(Collected data entries)
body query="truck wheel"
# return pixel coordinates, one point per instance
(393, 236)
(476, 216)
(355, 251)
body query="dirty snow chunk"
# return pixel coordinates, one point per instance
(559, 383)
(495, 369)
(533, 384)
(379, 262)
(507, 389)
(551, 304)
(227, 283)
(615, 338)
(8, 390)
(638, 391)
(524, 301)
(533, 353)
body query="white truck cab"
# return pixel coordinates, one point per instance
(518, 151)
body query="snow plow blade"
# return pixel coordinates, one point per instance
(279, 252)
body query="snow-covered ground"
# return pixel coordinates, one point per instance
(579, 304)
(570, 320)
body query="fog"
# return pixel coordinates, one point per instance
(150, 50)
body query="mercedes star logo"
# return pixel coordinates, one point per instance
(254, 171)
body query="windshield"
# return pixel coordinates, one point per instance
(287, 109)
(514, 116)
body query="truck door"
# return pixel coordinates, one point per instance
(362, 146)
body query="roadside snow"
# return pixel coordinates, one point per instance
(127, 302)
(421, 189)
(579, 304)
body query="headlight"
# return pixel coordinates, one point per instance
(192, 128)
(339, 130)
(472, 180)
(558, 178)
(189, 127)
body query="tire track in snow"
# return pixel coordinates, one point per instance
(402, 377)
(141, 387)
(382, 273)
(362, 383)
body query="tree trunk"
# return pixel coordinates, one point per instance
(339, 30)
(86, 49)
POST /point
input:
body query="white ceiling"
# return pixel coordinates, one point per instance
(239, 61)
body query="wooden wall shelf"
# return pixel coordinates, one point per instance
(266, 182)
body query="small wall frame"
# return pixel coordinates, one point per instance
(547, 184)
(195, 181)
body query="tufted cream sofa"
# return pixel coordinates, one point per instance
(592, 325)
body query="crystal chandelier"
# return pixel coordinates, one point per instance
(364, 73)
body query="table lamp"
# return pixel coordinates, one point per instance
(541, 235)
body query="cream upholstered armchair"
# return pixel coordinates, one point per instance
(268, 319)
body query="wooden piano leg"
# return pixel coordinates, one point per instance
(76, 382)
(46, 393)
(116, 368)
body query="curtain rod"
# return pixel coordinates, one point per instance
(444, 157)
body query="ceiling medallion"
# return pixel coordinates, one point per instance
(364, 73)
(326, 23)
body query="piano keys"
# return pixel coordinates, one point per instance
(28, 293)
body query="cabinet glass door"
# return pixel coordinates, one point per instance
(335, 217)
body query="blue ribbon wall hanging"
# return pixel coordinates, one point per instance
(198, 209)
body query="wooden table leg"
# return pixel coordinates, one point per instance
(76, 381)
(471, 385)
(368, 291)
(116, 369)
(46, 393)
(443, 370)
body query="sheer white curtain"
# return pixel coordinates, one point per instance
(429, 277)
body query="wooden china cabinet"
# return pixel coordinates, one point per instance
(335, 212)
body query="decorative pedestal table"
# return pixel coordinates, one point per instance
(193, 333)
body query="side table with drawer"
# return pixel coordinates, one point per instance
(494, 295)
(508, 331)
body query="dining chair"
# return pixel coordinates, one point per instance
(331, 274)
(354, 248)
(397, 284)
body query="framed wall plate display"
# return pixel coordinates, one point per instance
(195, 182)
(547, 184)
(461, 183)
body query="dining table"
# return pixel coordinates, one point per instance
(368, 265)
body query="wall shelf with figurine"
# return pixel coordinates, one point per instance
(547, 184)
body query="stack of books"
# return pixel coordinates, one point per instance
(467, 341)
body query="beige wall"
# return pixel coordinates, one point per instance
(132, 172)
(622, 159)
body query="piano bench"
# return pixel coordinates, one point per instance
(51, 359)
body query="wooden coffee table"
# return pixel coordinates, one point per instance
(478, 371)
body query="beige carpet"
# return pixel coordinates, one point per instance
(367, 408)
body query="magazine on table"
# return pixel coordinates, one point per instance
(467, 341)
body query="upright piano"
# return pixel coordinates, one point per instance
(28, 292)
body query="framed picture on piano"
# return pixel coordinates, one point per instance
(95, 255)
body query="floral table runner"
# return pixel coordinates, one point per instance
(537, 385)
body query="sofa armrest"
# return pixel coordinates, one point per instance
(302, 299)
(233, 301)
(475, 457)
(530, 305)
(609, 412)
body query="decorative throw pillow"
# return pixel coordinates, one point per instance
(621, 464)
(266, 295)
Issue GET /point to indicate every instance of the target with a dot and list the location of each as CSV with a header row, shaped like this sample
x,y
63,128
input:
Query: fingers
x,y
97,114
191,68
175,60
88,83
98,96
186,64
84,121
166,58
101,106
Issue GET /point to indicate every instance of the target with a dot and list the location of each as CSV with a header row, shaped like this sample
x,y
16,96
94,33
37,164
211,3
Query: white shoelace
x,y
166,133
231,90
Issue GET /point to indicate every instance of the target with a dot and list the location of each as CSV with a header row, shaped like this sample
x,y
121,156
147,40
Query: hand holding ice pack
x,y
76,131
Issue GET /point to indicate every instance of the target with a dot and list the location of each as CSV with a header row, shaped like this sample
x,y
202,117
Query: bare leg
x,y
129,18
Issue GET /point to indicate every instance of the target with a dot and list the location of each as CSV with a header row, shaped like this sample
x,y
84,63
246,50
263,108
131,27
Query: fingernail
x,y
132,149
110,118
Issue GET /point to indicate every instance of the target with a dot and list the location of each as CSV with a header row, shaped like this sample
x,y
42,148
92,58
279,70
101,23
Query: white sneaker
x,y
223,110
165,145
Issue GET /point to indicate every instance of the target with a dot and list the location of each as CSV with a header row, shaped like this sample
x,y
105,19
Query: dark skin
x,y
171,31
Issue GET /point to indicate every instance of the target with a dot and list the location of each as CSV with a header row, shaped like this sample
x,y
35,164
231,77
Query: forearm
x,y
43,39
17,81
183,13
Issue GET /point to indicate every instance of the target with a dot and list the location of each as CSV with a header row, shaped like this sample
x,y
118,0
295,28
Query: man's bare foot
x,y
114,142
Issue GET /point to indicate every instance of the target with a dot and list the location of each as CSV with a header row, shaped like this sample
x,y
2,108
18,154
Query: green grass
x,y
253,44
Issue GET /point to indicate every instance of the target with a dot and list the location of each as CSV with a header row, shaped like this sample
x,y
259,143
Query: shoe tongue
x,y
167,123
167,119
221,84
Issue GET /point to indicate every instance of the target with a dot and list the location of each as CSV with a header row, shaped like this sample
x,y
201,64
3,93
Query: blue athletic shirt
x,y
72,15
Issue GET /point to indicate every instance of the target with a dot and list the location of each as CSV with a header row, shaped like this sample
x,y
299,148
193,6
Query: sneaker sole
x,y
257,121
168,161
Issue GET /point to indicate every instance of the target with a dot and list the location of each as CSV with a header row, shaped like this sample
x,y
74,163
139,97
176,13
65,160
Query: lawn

EXERCISE BRIEF ->
Word for word, write out all of the entries.

WRITTEN SOLUTION ->
body query="truck wheel"
# return pixel coordinates, one point per instance
(393, 236)
(476, 216)
(355, 251)
body query="dirty snow chunk"
# return pixel coordinates, one point per instance
(559, 383)
(495, 369)
(533, 384)
(379, 262)
(507, 389)
(551, 304)
(227, 283)
(615, 338)
(8, 390)
(638, 391)
(524, 301)
(533, 353)
body query="white truck cab"
# return pixel coordinates, one point per instance
(518, 151)
body query="snow plow blade"
# return pixel coordinates, one point per instance
(279, 252)
body query="snow-covered ground"
# return pixel coordinates, one point per instance
(579, 304)
(570, 320)
body query="fog"
# return pixel coordinates, one point per instance
(150, 50)
body query="mercedes star logo"
# return pixel coordinates, one point per instance
(254, 171)
body query="windshield"
# return pixel coordinates, one point per instance
(287, 109)
(514, 116)
body query="truck door"
# return pixel coordinates, one point per instance
(362, 146)
body query="roadside snow"
# return pixel coordinates, one point per instance
(127, 302)
(421, 189)
(579, 304)
body query="headlight"
# return pixel coordinates, one point per instance
(192, 128)
(339, 130)
(472, 180)
(558, 178)
(189, 127)
body query="tire track in snow"
# return pixel coordinates, one point per instance
(402, 377)
(141, 387)
(382, 273)
(362, 383)
body query="tree trunk"
# return pixel coordinates, one point per instance
(339, 30)
(86, 49)
POST /point
input:
body query="white ceiling"
# return pixel coordinates, one point per instance
(239, 61)
body query="wooden wall shelf"
# return pixel coordinates, one point per instance
(266, 182)
body query="small wall frame"
# return pixel coordinates, one point per instance
(547, 184)
(195, 181)
body query="tufted cream sofa"
# return pixel coordinates, one point per instance
(592, 325)
body query="crystal chandelier"
# return pixel coordinates, one point per instance
(364, 73)
body query="table lamp"
# return pixel coordinates, one point per instance
(541, 235)
body query="cream upholstered armchair"
# return pixel coordinates, one point per instance
(268, 319)
body query="wooden piano leg"
# return pixel coordinates, one point per instance
(76, 382)
(46, 393)
(116, 368)
body query="curtain rod"
# return pixel coordinates, one point per instance
(444, 157)
body query="ceiling medallion"
# return pixel coordinates, one point per instance
(364, 73)
(326, 23)
body query="piano keys"
# return pixel coordinates, one point per instance
(28, 293)
body query="cabinet glass door"
# return pixel coordinates, one point per instance
(335, 217)
body query="blue ribbon wall hanging"
# return pixel coordinates, one point per instance
(198, 209)
body query="wooden table leg"
# return pixel coordinates, one point per instance
(76, 381)
(471, 385)
(368, 291)
(116, 369)
(46, 393)
(443, 370)
body query="sheer white curtain"
# return pixel coordinates, one point per instance
(429, 277)
body query="wooden china cabinet"
# return pixel coordinates, one point per instance
(335, 212)
body query="decorative pedestal table"
# return pixel coordinates, one point per instance
(193, 333)
body query="side table with drawer"
# return pixel coordinates, one point per instance
(494, 295)
(508, 331)
body query="dining chair"
# return pixel coordinates, one point per instance
(331, 274)
(354, 248)
(397, 284)
body query="framed wall plate display"
# return pixel coordinates, one point per instance
(195, 182)
(547, 184)
(461, 183)
body query="dining table"
# return pixel coordinates, one point per instance
(368, 265)
body query="wall shelf with figurine"
# return pixel coordinates, one point per instance
(547, 184)
body query="stack of books"
# return pixel coordinates, one point per instance
(467, 341)
body query="beige wall"
# return pixel coordinates, one point per instance
(132, 172)
(622, 159)
body query="piano bench"
# return pixel coordinates, one point per instance
(51, 359)
body query="wooden coffee table"
# return pixel coordinates, one point per instance
(478, 371)
body query="beige carpet"
# return pixel coordinates, one point per instance
(367, 408)
body query="magazine on table"
# return pixel coordinates, one point per instance
(467, 341)
body query="upright piano"
# return pixel coordinates, one point per instance
(28, 292)
body query="framed picture on piano"
# return pixel coordinates, one point per instance
(95, 255)
body query="floral table runner"
# return pixel coordinates, one point per instance
(537, 385)
body query="sofa armrest"
# return pixel coordinates, one point per instance
(302, 299)
(233, 301)
(475, 457)
(530, 305)
(609, 412)
body query="decorative throw pillow"
# return pixel coordinates, one point per instance
(621, 464)
(266, 295)
Issue GET /point to indicate every instance of the target with a dot and list the location of each as CSV with a header row, shaped like this sample
x,y
63,128
input:
Query: fingers
x,y
97,114
191,68
175,60
88,83
98,96
186,64
84,121
166,58
101,106
Issue GET /point to indicate every instance of the target with a dot and list the location of each as CSV with a header row, shaped like this sample
x,y
16,96
94,33
37,164
211,3
Query: white shoelace
x,y
166,133
231,90
Issue GET /point to indicate every instance of the target with a dot and list the location of each as CSV with a header row, shaped like this sample
x,y
121,156
147,40
Query: hand holding ice pack
x,y
76,131
Issue GET /point to indicate every instance of the target with a dot and list the location of each as CSV with a header row, shaped like this sample
x,y
202,117
Query: bare leg
x,y
129,18
Issue GET /point to indicate every instance of the target with a dot and list the location of each as CSV with a header row, shaped like this sample
x,y
84,63
246,50
263,108
131,27
Query: fingernail
x,y
132,149
110,118
Issue GET /point to indicate every instance of the target with a dot and list the location of each as CSV with a header row, shaped like this sample
x,y
42,148
92,58
279,70
101,23
Query: white sneaker
x,y
223,110
165,145
Issue GET /point to indicate every instance of the target with a dot and list the location of each as CSV with a header row, shaped like this sample
x,y
105,19
Query: dark skin
x,y
171,31
Issue GET /point to indicate every instance of the target with a dot and list the location of each as CSV with a header row, shaped like this sample
x,y
35,164
231,77
Query: forearm
x,y
43,39
17,81
183,13
Issue GET /point to indicate every instance of the target with a dot and list the location of each as CSV with a header row, shaped like this sample
x,y
118,0
295,28
Query: man's bare foot
x,y
114,142
Issue GET /point to indicate every instance of the target with a dot and list the location of each as CSV with a header row, shaped like this sample
x,y
2,108
18,154
Query: green grass
x,y
253,44
Issue GET /point to indicate every instance of the target with a dot and list the location of each as CSV with a header row, shaped like this sample
x,y
259,143
Query: shoe tongue
x,y
167,123
167,119
221,84
Issue GET /point to indicate every instance of the target with a dot and list the location of each as CSV with a header row, shaped like this sample
x,y
201,64
3,93
Query: blue athletic shirt
x,y
72,15
Issue GET /point to indicate every instance of the target with a dot and list the location of each as CSV with a header row, shaped like this sample
x,y
299,148
193,6
Query: sneaker sole
x,y
257,121
168,161
Issue GET /point to indicate every instance of the target with a dot and list the location of each as CSV with a header row, shaped like this sample
x,y
74,163
139,97
176,13
65,160
Query: lawn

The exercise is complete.